Surfing the Universe

This week’s New Yorker has a quite good article by Benjamin Wallace-Wells entitled “Surfing the Universe” about Garrett Lisi and the controversy generated last year by his paper An Exceptionally Simple Theory of Everything (which I wrote about here). Unfortunately the article is not available on-line as far as I know.

One of the main themes of the piece is how Garrett ended up getting enmeshed in the controversy over string theory. I’m quoted as agreeing with the writer’s impression that one thing that got Garrett “enlisted in the string wars” was having my name appear first in his acknowledgements:

“It was probably not the most politic thing to do,” Woit said.

The description of the state of the string theory controversy is pretty accurate. Wallace-Wells got the following from Steven Weinberg

String theory still has great attractions, and there aren’t any alternatives… Well, there are alternatives and they’re worse.

and describes the situation as follows:

In physics, as in politics, the competition is crueller in lean times. “In terms of development of new theories, it has been maybe the slowest period in two centuries,” the science historian Spencer Weart said. By 2006, the fight over string theory had begun to leak out of the scientific community. Smolin and Woit published widely reviewed books criticizing string theory, and USA Today published an account of the assault headlined “HANGING ON BY A THREAD?”

◆ Exercise 1 ◆
According to the Garrett Lisi text, who wrote the New Yorker article "Surfing the Universe"?
◆ Exercise 2 ◆
Carry on the Garrett Lisi text, starting after its last sentence.
The lines saved here are unrelated to the Garrett Lisi text.

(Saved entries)
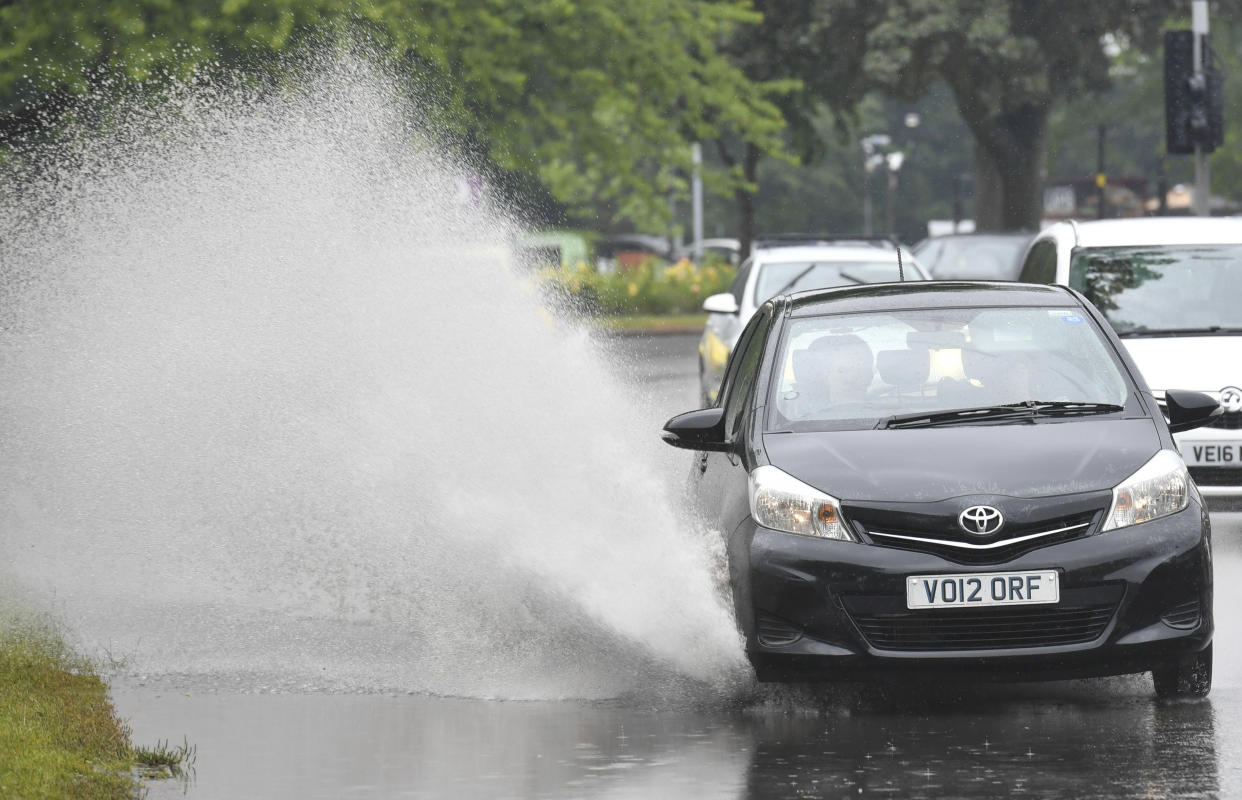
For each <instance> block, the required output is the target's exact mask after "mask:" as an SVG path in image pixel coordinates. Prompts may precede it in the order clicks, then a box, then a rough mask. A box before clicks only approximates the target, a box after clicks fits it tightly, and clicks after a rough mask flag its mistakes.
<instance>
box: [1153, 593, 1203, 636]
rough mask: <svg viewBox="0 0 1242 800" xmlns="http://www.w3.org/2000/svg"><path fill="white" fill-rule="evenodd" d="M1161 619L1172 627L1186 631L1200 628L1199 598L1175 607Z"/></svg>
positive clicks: (1181, 603)
mask: <svg viewBox="0 0 1242 800" xmlns="http://www.w3.org/2000/svg"><path fill="white" fill-rule="evenodd" d="M1160 619H1161V620H1164V621H1165V624H1166V625H1169V626H1170V627H1176V629H1180V630H1184V631H1189V630H1191V629H1195V627H1199V598H1195V599H1194V600H1187V601H1186V602H1181V604H1177V605H1175V606H1174V607H1171V609H1169V611H1167V612H1166V614H1165V615H1164V616H1161V617H1160Z"/></svg>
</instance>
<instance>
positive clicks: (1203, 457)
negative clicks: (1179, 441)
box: [1181, 442, 1242, 467]
mask: <svg viewBox="0 0 1242 800" xmlns="http://www.w3.org/2000/svg"><path fill="white" fill-rule="evenodd" d="M1181 457H1182V458H1185V460H1186V463H1189V465H1190V466H1192V467H1205V466H1206V467H1217V466H1231V467H1232V466H1242V445H1240V443H1237V442H1186V443H1184V445H1182V446H1181Z"/></svg>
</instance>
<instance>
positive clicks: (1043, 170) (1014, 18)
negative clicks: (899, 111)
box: [866, 0, 1186, 230]
mask: <svg viewBox="0 0 1242 800" xmlns="http://www.w3.org/2000/svg"><path fill="white" fill-rule="evenodd" d="M1185 5H1186V4H1185V2H1180V1H1179V0H1092V2H1082V1H1081V0H894V1H892V2H888V4H886V5H884V16H883V20H882V21H881V22H879V24H878V25H877V26H876V27H874V29H872V31H871V36H869V45H868V56H867V60H866V70H867V73H868V76H869V77H871V80H872V81H873V82H874V84H876V86H878V87H884V88H888V89H889V91H893V92H895V93H897V94H899V96H902V97H918V96H919V94H922V93H923V92H924V91H925V89H927V87H928V86H929V84H930V83H931V82H933V81H935V80H943V81H944V82H945V83H948V84H949V87H950V88H951V89H953V93H954V98H955V99H956V103H958V109H959V111H960V113H961V117H963V119H964V120H965V123H966V125H969V128H970V130H971V133H972V134H974V138H975V221H976V225H977V226H979V229H981V230H1004V229H1018V227H1026V229H1036V227H1037V226H1038V222H1040V216H1041V212H1042V176H1043V173H1045V160H1046V145H1047V134H1048V118H1049V113H1051V112H1052V108H1053V107H1054V104H1056V103H1058V102H1062V101H1067V99H1072V98H1074V97H1078V96H1082V94H1083V93H1088V92H1097V91H1100V89H1104V88H1107V87H1108V86H1109V66H1110V58H1109V55H1108V51H1107V46H1108V42H1109V41H1110V40H1112V41H1123V42H1125V43H1128V45H1129V46H1133V47H1135V48H1139V50H1144V51H1149V52H1150V51H1154V50H1155V47H1156V41H1158V37H1159V34H1160V30H1161V29H1163V26H1164V25H1165V21H1166V20H1167V19H1169V17H1170V15H1171V14H1174V12H1175V11H1177V10H1179V9H1181V7H1184V6H1185Z"/></svg>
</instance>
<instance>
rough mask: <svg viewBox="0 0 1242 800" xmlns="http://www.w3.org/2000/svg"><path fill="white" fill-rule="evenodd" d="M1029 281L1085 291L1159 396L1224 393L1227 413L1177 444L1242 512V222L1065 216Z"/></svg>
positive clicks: (1191, 468) (1035, 267) (1033, 250)
mask: <svg viewBox="0 0 1242 800" xmlns="http://www.w3.org/2000/svg"><path fill="white" fill-rule="evenodd" d="M1018 280H1020V281H1023V282H1027V283H1062V284H1066V286H1069V287H1072V288H1074V289H1078V291H1079V292H1082V293H1083V294H1086V296H1087V299H1089V301H1090V302H1092V303H1094V304H1095V307H1097V308H1098V309H1099V311H1100V312H1102V313H1103V314H1104V317H1105V318H1108V320H1109V323H1112V325H1113V329H1114V330H1115V332H1117V334H1118V335H1119V337H1120V338H1122V340H1123V342H1124V343H1125V347H1126V349H1128V350H1129V352H1130V355H1131V357H1133V358H1134V361H1135V364H1138V366H1139V369H1140V370H1141V371H1143V376H1144V379H1145V380H1146V383H1148V386H1150V388H1151V390H1153V394H1155V396H1156V399H1163V396H1164V389H1166V388H1176V389H1189V390H1195V391H1202V393H1205V394H1208V395H1211V396H1213V398H1217V399H1218V400H1220V402H1221V406H1222V409H1223V414H1222V415H1221V416H1220V417H1217V420H1216V421H1215V422H1212V424H1211V425H1208V426H1205V427H1200V429H1196V430H1194V431H1187V432H1185V434H1179V435H1177V436H1176V440H1177V445H1179V447H1180V448H1181V453H1182V457H1184V458H1185V460H1186V465H1187V466H1189V467H1190V473H1191V477H1194V480H1195V482H1196V483H1197V484H1199V488H1200V491H1201V492H1202V493H1203V497H1205V498H1207V502H1208V507H1210V508H1211V509H1213V511H1242V219H1231V217H1215V219H1213V217H1141V219H1126V220H1098V221H1090V222H1073V221H1071V222H1058V224H1056V225H1052V226H1049V227H1047V229H1045V230H1043V231H1042V232H1040V234H1038V235H1037V236H1036V237H1035V239H1033V240H1032V241H1031V243H1030V245H1028V246H1027V250H1026V255H1025V257H1023V260H1022V271H1021V275H1020V276H1018Z"/></svg>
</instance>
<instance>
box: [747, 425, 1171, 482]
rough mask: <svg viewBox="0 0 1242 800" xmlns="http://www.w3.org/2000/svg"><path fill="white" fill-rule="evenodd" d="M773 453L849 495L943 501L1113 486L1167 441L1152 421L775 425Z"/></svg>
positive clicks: (769, 448)
mask: <svg viewBox="0 0 1242 800" xmlns="http://www.w3.org/2000/svg"><path fill="white" fill-rule="evenodd" d="M764 447H765V450H766V451H768V458H769V461H770V462H771V463H773V465H774V466H776V467H779V468H780V470H784V471H785V472H789V473H790V475H792V476H795V477H796V478H799V480H800V481H802V482H804V483H809V484H811V486H814V487H815V488H817V489H820V491H822V492H827V493H828V494H831V496H833V497H836V498H837V499H841V501H857V502H874V501H878V502H938V501H943V499H949V498H951V497H961V496H963V494H1005V496H1010V497H1047V496H1053V494H1071V493H1078V492H1092V491H1098V489H1108V488H1112V487H1114V486H1117V484H1118V483H1120V482H1122V481H1123V480H1125V478H1126V477H1129V476H1130V475H1131V473H1134V472H1135V471H1136V470H1138V468H1139V467H1141V466H1143V465H1144V463H1146V461H1148V460H1149V458H1150V457H1151V456H1153V455H1155V452H1156V451H1158V450H1159V448H1160V437H1159V436H1158V434H1156V430H1155V426H1154V425H1153V424H1151V420H1148V419H1135V420H1118V419H1110V420H1083V419H1078V420H1073V421H1064V422H1038V424H1031V422H1018V424H1011V425H961V426H954V427H933V429H914V430H910V429H898V430H866V431H826V432H800V434H768V435H766V436H764Z"/></svg>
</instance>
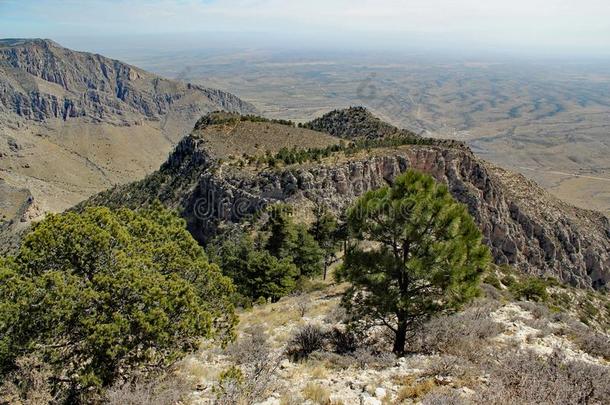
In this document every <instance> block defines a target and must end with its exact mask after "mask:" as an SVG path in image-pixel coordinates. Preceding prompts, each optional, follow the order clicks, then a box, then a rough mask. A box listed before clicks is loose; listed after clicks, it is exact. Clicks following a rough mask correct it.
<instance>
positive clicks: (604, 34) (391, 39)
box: [0, 0, 610, 55]
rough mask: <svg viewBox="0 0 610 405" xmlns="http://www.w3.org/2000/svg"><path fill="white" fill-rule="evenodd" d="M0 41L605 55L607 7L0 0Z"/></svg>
mask: <svg viewBox="0 0 610 405" xmlns="http://www.w3.org/2000/svg"><path fill="white" fill-rule="evenodd" d="M0 37H4V38H6V37H44V38H51V39H54V40H57V41H58V42H62V41H63V42H62V43H65V42H66V41H67V42H68V43H73V44H78V45H79V46H80V47H81V48H82V47H85V48H86V47H87V44H88V43H89V44H92V45H91V46H94V45H93V44H100V43H104V41H106V42H107V43H106V45H108V43H110V42H113V43H117V41H118V42H120V41H124V44H128V43H130V42H129V41H130V40H133V39H134V38H176V39H179V38H189V39H190V40H191V42H196V43H198V44H199V45H200V46H205V45H206V44H208V45H212V44H219V43H221V42H222V41H223V40H226V41H229V42H230V41H233V42H235V43H243V44H246V45H249V46H251V45H256V46H260V47H265V46H273V45H283V46H290V45H292V46H295V47H297V46H309V47H316V46H317V47H327V48H328V47H331V48H332V47H333V46H335V47H354V48H357V47H378V48H383V49H386V48H387V49H392V48H397V49H398V48H402V47H417V46H425V47H431V48H434V47H438V48H439V49H440V48H443V47H444V48H457V49H464V50H468V49H496V50H498V49H499V50H501V49H506V50H523V51H524V52H527V51H534V52H539V51H548V52H556V53H566V54H569V53H590V54H592V55H594V54H605V55H608V54H610V1H609V0H501V1H500V0H303V1H295V0H174V1H170V0H86V1H85V0H82V1H75V0H0ZM206 41H207V42H206ZM149 43H150V44H154V43H155V41H149ZM187 43H189V41H184V44H187ZM168 46H169V45H168Z"/></svg>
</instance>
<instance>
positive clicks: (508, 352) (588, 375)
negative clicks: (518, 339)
mask: <svg viewBox="0 0 610 405" xmlns="http://www.w3.org/2000/svg"><path fill="white" fill-rule="evenodd" d="M486 369H487V372H488V373H489V383H488V384H487V385H485V386H483V387H481V388H480V389H479V390H478V392H477V394H476V398H475V399H476V402H477V403H485V404H491V405H508V404H515V403H522V404H602V403H606V401H607V399H608V398H610V369H609V368H608V367H603V366H599V365H595V364H589V363H586V362H583V361H578V360H568V359H566V358H565V357H564V355H563V354H562V353H560V352H559V351H554V352H553V353H552V354H551V355H550V356H548V357H543V356H539V355H538V354H536V353H535V352H533V351H529V350H528V351H518V350H512V351H507V352H504V353H502V354H501V355H499V356H498V359H497V360H495V361H492V362H489V363H488V364H487V365H486Z"/></svg>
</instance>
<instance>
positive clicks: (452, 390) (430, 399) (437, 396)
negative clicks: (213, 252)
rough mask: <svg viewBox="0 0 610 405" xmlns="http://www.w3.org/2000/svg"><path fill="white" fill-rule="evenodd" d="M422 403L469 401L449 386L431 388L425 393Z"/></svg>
mask: <svg viewBox="0 0 610 405" xmlns="http://www.w3.org/2000/svg"><path fill="white" fill-rule="evenodd" d="M421 403H422V405H469V404H471V402H470V401H468V400H466V399H465V398H464V397H462V396H461V395H460V393H459V392H458V391H457V390H455V389H451V388H447V387H443V388H440V389H436V390H433V391H431V392H429V393H428V394H426V395H425V396H424V397H423V398H422V401H421Z"/></svg>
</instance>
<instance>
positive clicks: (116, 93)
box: [0, 39, 253, 221]
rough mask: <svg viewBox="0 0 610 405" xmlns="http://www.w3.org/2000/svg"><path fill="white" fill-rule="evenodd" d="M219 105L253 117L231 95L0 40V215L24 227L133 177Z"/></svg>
mask: <svg viewBox="0 0 610 405" xmlns="http://www.w3.org/2000/svg"><path fill="white" fill-rule="evenodd" d="M219 109H229V110H234V111H243V112H249V111H253V107H252V106H251V105H249V104H247V103H245V102H243V101H242V100H240V99H239V98H237V97H235V96H233V95H231V94H228V93H225V92H222V91H218V90H213V89H207V88H203V87H198V86H193V85H189V84H184V83H180V82H175V81H171V80H167V79H163V78H161V77H159V76H156V75H154V74H151V73H148V72H145V71H143V70H142V69H139V68H137V67H135V66H130V65H128V64H125V63H122V62H120V61H117V60H113V59H109V58H106V57H104V56H101V55H97V54H91V53H85V52H76V51H72V50H69V49H67V48H64V47H62V46H60V45H59V44H57V43H55V42H53V41H50V40H10V39H9V40H0V186H1V187H2V188H3V189H4V190H7V192H6V193H2V194H1V195H0V217H3V218H6V219H13V218H15V217H20V216H23V215H25V217H22V218H21V219H23V220H26V221H27V220H29V219H32V218H35V217H39V216H40V215H41V214H42V213H44V212H47V211H51V212H59V211H63V210H64V209H66V208H68V207H70V206H72V205H74V204H76V203H77V202H79V201H81V200H83V199H85V198H86V197H88V196H90V195H91V194H94V193H95V192H97V191H101V190H104V189H106V188H108V187H111V186H112V185H113V184H118V183H124V182H128V181H132V180H135V179H139V178H142V177H144V176H145V175H146V174H148V173H150V172H151V171H153V170H155V169H156V168H157V167H158V166H159V164H161V163H162V162H163V160H164V159H165V158H166V157H167V154H168V153H169V151H170V150H171V148H172V147H173V145H175V143H176V142H178V141H179V140H180V139H181V138H182V137H183V136H184V135H186V134H187V133H188V132H189V131H190V130H191V129H192V126H193V124H194V122H195V121H196V120H197V119H199V118H200V117H201V115H203V114H205V113H206V112H209V111H213V110H219ZM31 197H33V200H34V203H33V204H30V203H28V201H29V199H30V198H31ZM30 202H31V201H30ZM24 205H28V212H20V211H23V209H22V208H23V207H24Z"/></svg>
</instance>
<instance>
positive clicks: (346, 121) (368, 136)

◆ Exercise result 1 ◆
Benjamin Wallace-Wells

◆ Exercise result 2 ◆
The article explains the role of the arXiv and the blogs:

In recent years, as science reporters and interested amateurs have turned to the arXiv – and as some physics personalities have started blogs – the audience for physics has both expanded and fragmented. “I know for a fact that many of the leading figures in the field read the blogs, but so do high-school science students,” Woit, the Columbia mathematician and string-theory critic, said. “The scary thing is that frequently you can’t tell which is which.” The leading blogs have readerships that, while including some loud dissenters, tend to align with the perspectives of their authors – Distler, of the University of Texas, has a blog that attracts many string theorists and enthusiasts, while Woit’s blog draws more skeptics. It works somewhat in the way the blogosphere operates in politics. Andreas Albrecht, a physics professor at the University of California at Davis, said that the blogs had opened physics to a new sort of populism, one that the academic establishment had to figure out how to manage. “It just pushes thoses buttons,” Albrecht said. “There’s some really good stuff, but a lot of really sloppy stuff.” What you have, in other words, is the erosion of the referee and the rise of a scientific underclass.

The above quotes are from passages about the string theory controversy and ones where I had some involvement, but that’s only one aspect of the piece. There’s quite a lot more about Garrett, his story, and the physics/math context he is working in, together with a reasonable take on its significance, with everyone acknowledging that the ideas he is pursuing have problems and are still not such that success can be claimed. At the end of the article, Garrett explains that he’s still at work, now trying to see if an alternate form of E8 will work better.

Update: Lubos has the usual sort of rant about this. He doesn’t seem to have access to the article itself, so is basing his rant on my extracts. As a result, it includes an extensive personal attack on Spencer Weart….

Update: I hear that Bert Kostant has posted on his office door at MIT a copy of his e-mail exchange about E8 with the author of the New Yorker piece. So I guess that it’s all right to point to these files. Also, there’s an on-going Distler/Lisi exchange going on here. I haven’t followed the technicalities of this particular discussion, but the trademark Distlerian argumentation tactics are in operation, ensuring vastly more heat than light.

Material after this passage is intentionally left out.